> [Texte présenté]
À l’Opéra-Théâtre de Limoges, Madame Favart taillée sur mesure
En juin dernier, la création de cette production à l’Opéra Comique avait constitué un petit événement : jamais cette œuvre
n’y avait été donnée (elle fut créée en 1878 au
Folies-Dramatiques), quand bien même sa grande salle porte le nom
d’un fameux homme de théâtre du XVIIIe siècle, un certain
Charles-Simon... Favart. Un juste retour des choses, donc, en même
temps qu’une occasion savoureuse de redécouvrir l’un des
derniers ouvrages composés (en 1878) par Jacques Offenbach. Un
ouvrage qui fonctionne comme une véritable compilation d‘airs tout
aussi réjouissants les uns que les autres, et qui donne à voir la
fuite du couple Favart face aux convoitises galantes et pas toujours
adroites du Maréchal de Saxe (largement inspirées de faits réels).
Un décor made in Limoges aux finitions soignées
Événement à l’Opéra Comique de Paris, donc, cette Madame Favart l’est aussi à Limoges. En effet, la maison lyrique limougeaude voit ses effectifs musicaux être largement mis en lumière au travers de cette production : déjà à l’oeuvre lors de la création parisienne du début d’été, le Chœur de l’Opéra de Limoges sera de nouveau mobilisé pour deux représentations au Théâtre de Caen à la fin décembre, au même titre que l’Orchestre de l’Opéra de Limoges. Surtout, les décors de cette production ont été entièrement réalisés dans la capitale limousine.
Comme voulu par la mise en scène de la comédienne Anne Kessler (sociétaire de la Comédie Française), ces décors figurent en effet les ateliers de couture… de l’Opéra Comique. Sur une scène délimitée par une structure boisée haute de trois étages, trônent ainsi des dizaines de bustes de couture et autant de machines à coudre et tables de travail, un grand établi se trouvant lui en milieu de scène. C’est là, dans ce cadre unique, que s’inscrit l’intrigue nouée au fil des trois actes. Tour à tour, l’atelier de couture fait donc office d’auberge, de salon de réception et de campement militaire. Une “facilité” technique loin d’être de mauvais effet, tant les décors présentent des finitions soignées, et tant les jeux de lumière et les mouvements des choristes et solistes contribuent sans cesse à faire vivre l’espace, et à donner vie aux nombreuses situations farfelues que compte cet opéra vaudevillesque : ici un militaire repassant sa chemise en caleçon, là une Comtesse arrivant dans une soirée avec une grossière fourrure et un chien (fictif, mais vif malgré tout) en bout de laisse, et au milieu de tout cela un Maréchal sans cesse tourné en ridicule. D’un fou rire à un autre, d’un grand air à un autre, l’ennui n’est donc pas de mise dans ce spectacle, où l’œil se ravit aussi à la vue de costumes à l’esthétique non moins soignée (mais l’inverse eut été étonnant dans un atelier de couture...).

> [Données de l'exercice]
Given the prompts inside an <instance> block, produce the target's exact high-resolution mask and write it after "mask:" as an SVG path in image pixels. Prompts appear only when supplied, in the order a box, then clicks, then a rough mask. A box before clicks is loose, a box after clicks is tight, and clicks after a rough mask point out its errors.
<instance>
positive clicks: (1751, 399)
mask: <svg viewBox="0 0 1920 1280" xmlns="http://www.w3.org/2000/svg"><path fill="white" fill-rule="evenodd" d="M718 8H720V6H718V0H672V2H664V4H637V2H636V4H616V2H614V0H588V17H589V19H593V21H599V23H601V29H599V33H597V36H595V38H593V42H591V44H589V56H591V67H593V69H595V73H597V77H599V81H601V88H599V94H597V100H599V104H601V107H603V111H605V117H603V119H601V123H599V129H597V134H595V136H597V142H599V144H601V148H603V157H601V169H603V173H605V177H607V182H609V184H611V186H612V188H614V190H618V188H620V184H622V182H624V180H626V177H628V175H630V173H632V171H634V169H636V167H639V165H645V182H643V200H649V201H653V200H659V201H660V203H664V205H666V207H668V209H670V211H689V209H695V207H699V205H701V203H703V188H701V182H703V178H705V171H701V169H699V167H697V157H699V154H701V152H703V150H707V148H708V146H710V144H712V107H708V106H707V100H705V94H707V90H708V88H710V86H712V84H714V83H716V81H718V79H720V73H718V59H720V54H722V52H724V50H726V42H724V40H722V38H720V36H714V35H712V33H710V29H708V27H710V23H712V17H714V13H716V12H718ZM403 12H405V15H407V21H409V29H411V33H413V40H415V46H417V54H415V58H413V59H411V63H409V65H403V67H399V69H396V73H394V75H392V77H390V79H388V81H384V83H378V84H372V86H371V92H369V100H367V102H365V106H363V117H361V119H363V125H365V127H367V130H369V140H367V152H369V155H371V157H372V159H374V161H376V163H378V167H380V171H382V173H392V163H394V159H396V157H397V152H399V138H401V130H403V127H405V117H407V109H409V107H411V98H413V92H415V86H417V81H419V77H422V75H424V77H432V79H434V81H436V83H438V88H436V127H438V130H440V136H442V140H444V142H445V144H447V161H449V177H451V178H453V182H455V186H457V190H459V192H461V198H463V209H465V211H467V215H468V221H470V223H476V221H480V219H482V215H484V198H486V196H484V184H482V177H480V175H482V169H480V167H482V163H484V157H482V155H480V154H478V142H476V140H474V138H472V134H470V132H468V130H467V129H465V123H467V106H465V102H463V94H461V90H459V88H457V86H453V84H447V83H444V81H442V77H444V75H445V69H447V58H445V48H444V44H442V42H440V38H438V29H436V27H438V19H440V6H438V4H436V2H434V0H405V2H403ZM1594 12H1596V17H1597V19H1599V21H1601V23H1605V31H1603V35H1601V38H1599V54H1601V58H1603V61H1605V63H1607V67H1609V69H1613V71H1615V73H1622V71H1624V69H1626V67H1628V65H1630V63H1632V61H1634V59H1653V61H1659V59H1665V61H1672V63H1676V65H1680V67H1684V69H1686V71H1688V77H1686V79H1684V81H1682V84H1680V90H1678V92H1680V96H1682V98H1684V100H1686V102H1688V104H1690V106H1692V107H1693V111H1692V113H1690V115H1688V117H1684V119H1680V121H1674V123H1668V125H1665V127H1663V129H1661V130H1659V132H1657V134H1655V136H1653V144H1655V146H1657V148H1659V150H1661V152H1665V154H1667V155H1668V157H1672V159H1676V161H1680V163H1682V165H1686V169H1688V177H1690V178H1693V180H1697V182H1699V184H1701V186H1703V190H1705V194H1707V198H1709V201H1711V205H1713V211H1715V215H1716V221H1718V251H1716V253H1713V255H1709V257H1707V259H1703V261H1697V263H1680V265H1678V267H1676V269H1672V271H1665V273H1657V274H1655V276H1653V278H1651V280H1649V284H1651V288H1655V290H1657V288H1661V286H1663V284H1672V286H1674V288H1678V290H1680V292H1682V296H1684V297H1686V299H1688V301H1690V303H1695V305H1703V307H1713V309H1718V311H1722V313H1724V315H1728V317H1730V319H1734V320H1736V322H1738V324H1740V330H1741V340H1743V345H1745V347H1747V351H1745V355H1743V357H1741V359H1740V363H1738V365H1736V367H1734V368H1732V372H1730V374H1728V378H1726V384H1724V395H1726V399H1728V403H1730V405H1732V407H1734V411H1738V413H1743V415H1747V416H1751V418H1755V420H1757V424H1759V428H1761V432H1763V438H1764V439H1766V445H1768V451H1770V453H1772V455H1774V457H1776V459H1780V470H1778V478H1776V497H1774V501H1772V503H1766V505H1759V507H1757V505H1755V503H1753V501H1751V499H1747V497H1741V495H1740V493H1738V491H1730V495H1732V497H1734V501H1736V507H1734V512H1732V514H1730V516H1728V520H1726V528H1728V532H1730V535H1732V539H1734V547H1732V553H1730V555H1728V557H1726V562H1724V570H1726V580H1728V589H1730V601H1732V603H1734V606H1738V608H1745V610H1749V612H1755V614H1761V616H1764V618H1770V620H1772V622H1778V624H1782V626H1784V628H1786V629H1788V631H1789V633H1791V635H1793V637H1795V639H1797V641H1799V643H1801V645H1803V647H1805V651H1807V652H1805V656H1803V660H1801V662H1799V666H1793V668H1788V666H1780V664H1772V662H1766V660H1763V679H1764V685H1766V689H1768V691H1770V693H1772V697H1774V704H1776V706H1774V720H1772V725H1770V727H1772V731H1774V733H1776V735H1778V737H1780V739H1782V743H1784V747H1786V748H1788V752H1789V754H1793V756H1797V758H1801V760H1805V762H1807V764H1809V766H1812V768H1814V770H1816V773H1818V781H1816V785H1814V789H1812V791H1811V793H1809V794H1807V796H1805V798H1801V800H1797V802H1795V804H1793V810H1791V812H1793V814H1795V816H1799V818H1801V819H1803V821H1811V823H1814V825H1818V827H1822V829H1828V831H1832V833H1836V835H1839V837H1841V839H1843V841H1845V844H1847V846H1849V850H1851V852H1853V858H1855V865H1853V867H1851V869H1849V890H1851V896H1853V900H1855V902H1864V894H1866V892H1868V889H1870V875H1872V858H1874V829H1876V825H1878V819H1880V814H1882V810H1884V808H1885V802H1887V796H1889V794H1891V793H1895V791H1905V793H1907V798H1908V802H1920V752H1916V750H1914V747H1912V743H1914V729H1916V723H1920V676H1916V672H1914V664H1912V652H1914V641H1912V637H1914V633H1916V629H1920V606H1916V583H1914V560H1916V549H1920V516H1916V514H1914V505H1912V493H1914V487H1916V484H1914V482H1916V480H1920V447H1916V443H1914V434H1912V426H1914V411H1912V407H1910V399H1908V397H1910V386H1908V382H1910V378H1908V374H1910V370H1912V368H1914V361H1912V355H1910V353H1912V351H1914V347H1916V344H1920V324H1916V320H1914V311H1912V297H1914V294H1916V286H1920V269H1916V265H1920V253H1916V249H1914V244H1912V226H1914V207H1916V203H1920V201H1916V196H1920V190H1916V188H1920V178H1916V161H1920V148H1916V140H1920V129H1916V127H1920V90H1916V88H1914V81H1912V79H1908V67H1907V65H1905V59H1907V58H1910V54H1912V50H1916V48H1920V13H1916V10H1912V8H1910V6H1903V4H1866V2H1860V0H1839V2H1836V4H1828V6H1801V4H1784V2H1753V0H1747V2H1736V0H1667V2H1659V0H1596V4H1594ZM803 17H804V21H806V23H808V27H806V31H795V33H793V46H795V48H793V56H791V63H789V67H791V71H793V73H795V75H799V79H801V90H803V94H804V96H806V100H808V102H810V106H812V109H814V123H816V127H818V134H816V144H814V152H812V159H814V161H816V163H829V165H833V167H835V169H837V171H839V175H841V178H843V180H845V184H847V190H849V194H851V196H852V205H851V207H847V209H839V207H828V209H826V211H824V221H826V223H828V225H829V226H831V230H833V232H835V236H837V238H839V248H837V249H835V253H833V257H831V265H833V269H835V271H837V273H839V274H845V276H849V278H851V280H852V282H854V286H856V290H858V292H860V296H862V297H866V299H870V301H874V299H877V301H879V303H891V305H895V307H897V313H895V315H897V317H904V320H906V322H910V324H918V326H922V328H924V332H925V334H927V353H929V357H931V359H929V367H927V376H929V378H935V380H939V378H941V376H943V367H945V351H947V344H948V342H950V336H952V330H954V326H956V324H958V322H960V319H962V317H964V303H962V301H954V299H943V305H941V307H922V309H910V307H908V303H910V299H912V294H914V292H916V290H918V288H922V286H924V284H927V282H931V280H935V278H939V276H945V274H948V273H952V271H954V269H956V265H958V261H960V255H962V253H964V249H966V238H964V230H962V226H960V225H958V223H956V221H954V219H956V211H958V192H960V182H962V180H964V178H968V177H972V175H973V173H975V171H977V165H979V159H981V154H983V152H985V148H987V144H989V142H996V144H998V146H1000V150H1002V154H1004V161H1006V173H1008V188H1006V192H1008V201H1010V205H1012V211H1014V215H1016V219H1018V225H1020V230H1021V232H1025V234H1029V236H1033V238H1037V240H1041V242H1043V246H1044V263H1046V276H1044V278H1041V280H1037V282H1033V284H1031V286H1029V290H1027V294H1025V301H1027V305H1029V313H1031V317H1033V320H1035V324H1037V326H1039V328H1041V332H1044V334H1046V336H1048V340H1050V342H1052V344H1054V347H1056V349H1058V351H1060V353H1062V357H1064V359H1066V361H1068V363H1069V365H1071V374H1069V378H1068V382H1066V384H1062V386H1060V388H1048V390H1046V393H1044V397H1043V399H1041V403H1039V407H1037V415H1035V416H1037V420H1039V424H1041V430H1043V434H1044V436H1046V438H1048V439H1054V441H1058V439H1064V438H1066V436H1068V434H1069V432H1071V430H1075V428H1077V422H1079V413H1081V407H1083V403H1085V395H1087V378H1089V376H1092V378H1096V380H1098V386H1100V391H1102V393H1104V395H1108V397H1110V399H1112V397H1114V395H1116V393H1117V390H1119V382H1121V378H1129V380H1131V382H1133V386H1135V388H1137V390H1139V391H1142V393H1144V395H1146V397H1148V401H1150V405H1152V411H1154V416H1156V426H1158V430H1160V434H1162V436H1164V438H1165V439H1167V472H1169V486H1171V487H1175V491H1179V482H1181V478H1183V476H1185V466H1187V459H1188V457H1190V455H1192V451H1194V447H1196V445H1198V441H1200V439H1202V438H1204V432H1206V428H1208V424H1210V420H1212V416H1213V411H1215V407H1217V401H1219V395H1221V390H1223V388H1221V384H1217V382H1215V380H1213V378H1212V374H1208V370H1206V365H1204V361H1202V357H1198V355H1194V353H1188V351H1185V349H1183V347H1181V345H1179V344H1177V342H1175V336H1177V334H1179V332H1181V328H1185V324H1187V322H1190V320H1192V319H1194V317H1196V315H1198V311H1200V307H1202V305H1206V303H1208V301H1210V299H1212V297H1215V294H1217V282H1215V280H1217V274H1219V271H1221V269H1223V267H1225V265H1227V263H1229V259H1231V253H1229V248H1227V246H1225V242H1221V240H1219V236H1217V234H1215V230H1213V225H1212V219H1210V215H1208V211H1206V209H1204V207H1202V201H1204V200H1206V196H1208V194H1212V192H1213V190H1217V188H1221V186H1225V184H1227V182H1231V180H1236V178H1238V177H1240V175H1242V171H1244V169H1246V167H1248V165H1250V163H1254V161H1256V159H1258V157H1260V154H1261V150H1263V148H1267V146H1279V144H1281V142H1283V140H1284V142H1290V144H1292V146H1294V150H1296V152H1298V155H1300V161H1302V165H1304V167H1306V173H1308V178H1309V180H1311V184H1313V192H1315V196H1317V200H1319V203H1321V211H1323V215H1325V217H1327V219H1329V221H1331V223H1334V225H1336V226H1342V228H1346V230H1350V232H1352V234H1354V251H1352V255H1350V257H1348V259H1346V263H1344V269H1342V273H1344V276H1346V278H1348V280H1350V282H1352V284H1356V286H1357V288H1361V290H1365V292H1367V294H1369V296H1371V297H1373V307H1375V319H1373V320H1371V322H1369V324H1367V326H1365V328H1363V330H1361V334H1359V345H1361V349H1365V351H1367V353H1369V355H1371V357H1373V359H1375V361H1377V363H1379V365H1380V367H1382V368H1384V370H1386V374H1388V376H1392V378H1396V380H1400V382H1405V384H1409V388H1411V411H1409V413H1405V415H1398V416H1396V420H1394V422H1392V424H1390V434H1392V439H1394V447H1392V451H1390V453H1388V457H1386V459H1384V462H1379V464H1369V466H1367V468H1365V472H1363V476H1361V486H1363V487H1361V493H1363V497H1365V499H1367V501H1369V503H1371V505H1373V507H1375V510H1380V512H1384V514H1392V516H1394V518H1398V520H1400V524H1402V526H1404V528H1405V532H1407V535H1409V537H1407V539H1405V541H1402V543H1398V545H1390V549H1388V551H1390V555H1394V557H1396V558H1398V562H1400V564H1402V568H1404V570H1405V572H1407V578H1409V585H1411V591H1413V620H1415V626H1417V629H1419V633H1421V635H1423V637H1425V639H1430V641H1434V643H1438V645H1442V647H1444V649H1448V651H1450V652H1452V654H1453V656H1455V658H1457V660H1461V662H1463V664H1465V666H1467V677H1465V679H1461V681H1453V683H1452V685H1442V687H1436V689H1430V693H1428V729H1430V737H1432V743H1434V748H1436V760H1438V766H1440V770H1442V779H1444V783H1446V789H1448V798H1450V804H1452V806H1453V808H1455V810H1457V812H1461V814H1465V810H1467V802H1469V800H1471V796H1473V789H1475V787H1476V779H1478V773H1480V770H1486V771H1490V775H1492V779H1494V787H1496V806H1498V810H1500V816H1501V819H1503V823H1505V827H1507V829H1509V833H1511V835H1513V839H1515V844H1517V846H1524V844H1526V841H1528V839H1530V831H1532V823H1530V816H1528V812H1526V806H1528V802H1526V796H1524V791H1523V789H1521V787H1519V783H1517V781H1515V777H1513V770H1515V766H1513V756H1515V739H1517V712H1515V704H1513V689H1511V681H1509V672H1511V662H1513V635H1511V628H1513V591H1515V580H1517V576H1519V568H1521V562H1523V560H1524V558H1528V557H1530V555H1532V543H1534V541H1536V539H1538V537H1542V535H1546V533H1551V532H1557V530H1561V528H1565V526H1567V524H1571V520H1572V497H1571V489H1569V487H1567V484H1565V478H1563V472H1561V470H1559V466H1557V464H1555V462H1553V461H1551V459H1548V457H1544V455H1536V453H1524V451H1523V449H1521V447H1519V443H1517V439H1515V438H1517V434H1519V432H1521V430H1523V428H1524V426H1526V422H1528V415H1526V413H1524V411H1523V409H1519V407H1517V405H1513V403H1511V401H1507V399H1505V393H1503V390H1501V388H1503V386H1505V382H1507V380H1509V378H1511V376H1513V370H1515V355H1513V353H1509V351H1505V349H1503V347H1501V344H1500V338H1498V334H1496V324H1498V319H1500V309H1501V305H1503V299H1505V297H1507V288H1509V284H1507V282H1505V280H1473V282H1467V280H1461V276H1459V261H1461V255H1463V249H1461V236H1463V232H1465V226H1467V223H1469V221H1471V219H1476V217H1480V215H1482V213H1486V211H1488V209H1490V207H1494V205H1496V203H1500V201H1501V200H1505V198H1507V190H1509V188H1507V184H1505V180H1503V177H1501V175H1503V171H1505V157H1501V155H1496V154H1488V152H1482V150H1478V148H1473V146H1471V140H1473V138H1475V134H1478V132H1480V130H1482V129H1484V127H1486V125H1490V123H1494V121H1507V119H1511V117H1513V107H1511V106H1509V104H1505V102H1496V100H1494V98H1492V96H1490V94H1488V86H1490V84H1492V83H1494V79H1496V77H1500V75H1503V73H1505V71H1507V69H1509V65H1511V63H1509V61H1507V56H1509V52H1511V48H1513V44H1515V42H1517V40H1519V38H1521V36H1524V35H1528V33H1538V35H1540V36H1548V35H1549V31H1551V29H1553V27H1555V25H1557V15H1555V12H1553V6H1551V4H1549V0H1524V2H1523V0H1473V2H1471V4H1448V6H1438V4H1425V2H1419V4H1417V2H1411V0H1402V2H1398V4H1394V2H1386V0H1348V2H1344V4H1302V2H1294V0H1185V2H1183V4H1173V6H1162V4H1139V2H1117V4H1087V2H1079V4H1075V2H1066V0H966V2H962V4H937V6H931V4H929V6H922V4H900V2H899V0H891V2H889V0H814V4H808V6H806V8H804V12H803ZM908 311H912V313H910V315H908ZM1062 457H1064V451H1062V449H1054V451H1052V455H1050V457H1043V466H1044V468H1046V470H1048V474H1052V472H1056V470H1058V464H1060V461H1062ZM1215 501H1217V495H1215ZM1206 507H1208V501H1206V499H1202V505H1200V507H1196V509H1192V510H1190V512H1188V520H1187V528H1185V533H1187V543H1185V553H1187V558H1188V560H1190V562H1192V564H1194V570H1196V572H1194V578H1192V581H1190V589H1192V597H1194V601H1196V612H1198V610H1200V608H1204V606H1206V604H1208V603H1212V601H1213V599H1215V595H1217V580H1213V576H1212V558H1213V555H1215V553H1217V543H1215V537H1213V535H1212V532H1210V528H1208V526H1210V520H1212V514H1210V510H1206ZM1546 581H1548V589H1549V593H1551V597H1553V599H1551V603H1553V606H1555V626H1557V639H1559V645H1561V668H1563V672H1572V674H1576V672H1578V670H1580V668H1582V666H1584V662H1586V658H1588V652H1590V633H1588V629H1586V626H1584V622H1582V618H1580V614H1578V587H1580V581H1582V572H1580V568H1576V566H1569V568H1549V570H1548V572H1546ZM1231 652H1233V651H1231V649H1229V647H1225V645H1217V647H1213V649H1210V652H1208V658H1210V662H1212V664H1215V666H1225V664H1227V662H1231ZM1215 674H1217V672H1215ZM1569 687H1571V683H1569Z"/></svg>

> [Consigne A] Pour chaque affirmation, indiquez par oui ou non si elle concorde avec la critique de Madame Favart, en citant mot pour mot les termes du texte qui tranchent : (i) l'œuvre avait déjà été jouée à l'Opéra Comique avant juin dernier ; (ii) les décors de la production ont été entièrement fabriqués à Limoges ; (iii) la mise en scène est signée par Anne Kessler.
> [Consigne B] Selon la critique de Madame Favart, quel lieu les décors représentent-ils ?
> [Consigne C] Prolongez la critique de Madame Favart à la suite de sa dernière phrase.

> [Résultat A]
(i) Non : « jamais cette œuvre n’y avait été donnée ».
(ii) Oui : « les décors de cette production ont été entièrement réalisés dans la capitale limousine ».
(iii) Oui : « la mise en scène de la comédienne Anne Kessler ».

> [Résultat B] Ils représentent les ateliers de couture de l’Opéra Comique.

> [Résultat C]
Rayonnante Anne-Catherine Gillet
Vocalement, cette production donne à entendre quelques-uns des chanteurs qui composent La Nouvelle Troupe Favart de l’Opéra Comique. En Madame Favart cumulant plusieurs rôles (épouse, actrice, soubrette, Comtesse et marchande tyrolienne), Marion Lebègue est pleinement convaincue, avec une débauche d’énergie incessante dans l’incarnation de ses multiples fonctions, et une voix de mezzo généreuse, bien projetée (même si les consonnes sont souvent trop peu appuyées). En Suzanne, Anne-Catherine Gillet est absolument rayonnante. La soprano belge ravit par son timbre de voix si spécifique, empreint d’un sens constant de la musicalité, toujours agréablement vibrant et projeté avec une égale sensibilité sur la largeur de la tessiture. L’artiste démontre aussi qu’elle est une comédienne, et même une gymnaste allant jusqu’à se prêter à l’exercice du grand écart pour mieux susciter surprise et hilarité.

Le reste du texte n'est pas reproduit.